Exercise :: In the rows below, swap "outcrop" for "formation" and leave all other text untouched.

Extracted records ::

Begin

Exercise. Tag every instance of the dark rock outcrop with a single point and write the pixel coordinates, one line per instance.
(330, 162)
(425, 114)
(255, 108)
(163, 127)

End

Expected answer ::
Exercise. Tag every instance of the dark rock formation with a single point and write the pixel coordinates, one line per instance.
(330, 162)
(425, 114)
(255, 108)
(163, 127)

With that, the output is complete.